What is being asked: Find the line containing "Look at the photo above. For every instance of the patterned" in the material below; copy that line and all following lines exactly.

Collection entries
[BEGIN]

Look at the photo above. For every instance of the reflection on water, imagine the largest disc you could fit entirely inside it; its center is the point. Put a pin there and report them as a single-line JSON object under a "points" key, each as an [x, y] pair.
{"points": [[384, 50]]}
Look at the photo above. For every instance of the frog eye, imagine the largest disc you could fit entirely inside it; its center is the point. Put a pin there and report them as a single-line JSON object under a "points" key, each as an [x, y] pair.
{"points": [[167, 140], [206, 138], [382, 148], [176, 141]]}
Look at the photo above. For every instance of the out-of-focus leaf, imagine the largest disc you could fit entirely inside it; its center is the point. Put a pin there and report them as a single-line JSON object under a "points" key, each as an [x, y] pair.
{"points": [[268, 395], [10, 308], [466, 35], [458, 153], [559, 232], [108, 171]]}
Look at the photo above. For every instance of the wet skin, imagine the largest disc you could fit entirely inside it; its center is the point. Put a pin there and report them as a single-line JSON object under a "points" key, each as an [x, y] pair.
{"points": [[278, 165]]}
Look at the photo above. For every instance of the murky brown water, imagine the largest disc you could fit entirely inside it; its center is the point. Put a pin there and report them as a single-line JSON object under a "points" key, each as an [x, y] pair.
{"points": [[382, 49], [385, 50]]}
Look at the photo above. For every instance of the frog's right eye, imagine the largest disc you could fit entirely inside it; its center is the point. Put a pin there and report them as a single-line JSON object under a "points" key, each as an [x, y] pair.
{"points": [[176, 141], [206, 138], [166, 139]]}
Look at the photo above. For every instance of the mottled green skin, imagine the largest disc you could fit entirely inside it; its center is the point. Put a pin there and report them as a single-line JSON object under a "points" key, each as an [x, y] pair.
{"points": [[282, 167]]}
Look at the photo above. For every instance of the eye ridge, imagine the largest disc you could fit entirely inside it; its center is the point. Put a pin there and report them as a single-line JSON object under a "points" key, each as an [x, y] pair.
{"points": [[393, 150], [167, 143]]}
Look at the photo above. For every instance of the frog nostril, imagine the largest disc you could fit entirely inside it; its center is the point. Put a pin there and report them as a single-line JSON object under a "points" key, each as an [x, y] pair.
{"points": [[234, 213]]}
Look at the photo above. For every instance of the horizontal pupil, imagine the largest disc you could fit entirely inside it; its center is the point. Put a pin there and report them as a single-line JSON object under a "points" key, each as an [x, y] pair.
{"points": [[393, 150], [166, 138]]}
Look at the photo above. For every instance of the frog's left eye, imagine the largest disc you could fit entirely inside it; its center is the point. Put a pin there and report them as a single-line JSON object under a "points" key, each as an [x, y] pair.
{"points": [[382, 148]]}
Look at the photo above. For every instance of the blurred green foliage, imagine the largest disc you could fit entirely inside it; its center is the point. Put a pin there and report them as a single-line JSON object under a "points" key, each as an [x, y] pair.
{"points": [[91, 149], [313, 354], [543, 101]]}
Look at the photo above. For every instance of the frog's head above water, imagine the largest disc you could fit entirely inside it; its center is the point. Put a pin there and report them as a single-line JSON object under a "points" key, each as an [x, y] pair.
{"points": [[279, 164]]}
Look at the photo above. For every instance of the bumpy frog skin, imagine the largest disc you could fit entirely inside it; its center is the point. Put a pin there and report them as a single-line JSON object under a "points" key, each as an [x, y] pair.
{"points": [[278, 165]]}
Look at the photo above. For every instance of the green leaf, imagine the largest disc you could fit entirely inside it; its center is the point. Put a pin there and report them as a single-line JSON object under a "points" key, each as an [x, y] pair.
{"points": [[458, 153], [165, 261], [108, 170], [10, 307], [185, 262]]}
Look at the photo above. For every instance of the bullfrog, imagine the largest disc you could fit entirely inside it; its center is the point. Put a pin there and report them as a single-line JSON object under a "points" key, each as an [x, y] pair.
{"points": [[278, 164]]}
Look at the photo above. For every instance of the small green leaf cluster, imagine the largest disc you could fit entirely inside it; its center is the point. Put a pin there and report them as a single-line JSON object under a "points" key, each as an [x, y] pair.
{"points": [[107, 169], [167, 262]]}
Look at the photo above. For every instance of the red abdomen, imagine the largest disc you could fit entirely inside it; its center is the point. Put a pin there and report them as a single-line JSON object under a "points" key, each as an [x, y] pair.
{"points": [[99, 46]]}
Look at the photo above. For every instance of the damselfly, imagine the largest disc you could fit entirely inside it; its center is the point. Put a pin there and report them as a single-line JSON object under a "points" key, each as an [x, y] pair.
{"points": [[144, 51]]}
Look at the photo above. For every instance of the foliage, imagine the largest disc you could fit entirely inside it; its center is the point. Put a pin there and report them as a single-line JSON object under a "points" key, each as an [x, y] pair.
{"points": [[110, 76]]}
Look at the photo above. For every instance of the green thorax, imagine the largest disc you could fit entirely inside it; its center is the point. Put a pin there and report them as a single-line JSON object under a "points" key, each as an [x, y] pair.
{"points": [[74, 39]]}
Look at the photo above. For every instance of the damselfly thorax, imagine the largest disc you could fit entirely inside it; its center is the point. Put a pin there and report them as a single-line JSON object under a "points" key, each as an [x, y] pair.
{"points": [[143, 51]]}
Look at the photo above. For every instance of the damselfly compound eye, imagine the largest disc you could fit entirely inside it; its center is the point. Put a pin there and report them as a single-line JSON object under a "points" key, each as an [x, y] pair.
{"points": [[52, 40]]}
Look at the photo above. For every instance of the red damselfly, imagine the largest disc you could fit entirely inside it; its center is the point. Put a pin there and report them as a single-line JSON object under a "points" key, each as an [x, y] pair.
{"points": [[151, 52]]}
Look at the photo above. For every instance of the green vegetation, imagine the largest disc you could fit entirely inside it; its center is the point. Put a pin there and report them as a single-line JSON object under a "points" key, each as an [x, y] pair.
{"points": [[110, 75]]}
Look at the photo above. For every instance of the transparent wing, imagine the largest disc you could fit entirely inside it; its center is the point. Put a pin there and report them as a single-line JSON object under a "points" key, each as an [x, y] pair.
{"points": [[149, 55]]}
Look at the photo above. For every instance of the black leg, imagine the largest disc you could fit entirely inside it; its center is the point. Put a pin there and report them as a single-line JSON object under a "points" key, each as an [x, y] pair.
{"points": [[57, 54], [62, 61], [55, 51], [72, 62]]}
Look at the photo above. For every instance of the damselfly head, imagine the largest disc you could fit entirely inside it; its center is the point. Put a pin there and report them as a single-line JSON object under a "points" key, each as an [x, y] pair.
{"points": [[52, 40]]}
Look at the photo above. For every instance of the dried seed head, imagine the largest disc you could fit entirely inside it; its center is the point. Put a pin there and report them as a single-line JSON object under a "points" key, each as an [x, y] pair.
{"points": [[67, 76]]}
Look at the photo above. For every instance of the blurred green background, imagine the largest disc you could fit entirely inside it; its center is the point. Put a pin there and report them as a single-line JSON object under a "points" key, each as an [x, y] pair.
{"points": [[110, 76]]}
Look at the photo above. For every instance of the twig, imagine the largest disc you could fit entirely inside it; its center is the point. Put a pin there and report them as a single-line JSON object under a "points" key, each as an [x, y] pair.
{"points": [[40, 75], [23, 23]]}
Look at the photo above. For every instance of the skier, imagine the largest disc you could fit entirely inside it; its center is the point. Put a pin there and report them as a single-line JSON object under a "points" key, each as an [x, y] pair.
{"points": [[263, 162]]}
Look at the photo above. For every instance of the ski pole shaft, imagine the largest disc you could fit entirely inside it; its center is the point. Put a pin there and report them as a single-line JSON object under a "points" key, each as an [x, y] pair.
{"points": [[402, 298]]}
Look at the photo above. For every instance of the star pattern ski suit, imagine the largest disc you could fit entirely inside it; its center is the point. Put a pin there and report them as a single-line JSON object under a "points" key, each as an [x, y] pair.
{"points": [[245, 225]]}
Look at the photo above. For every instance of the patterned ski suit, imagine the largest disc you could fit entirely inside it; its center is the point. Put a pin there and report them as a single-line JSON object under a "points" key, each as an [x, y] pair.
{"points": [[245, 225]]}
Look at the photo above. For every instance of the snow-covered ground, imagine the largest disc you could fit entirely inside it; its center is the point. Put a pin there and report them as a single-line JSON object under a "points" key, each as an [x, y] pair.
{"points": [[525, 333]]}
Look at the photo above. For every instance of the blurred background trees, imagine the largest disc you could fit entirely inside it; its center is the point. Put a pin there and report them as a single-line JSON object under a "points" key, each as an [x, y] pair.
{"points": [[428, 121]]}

[END]

Task answer:
Look at the photo above. For every instance of the patterned ski suit, imagine the largest disc you could fit entirely inside it; its center is the point. Put a pin there and report them as a single-line JSON object under a "points" key, each as an [x, y] pair.
{"points": [[245, 225]]}
Look at the photo above. For every instance of the snow-covered ground, imagine the largest disc you could fit entirely inside it; its center is the point. Put a pin there and report them as a single-line JSON object under a "points" key, each as an [x, y] pair.
{"points": [[525, 333]]}
Look at the photo above. For every instance of the blurred background trees, imagine the largest disc you could fit entirely inside it; its center is the point. Put a pin there and report them as a single-line JSON object under a "points" key, each as an [x, y] pair.
{"points": [[428, 121]]}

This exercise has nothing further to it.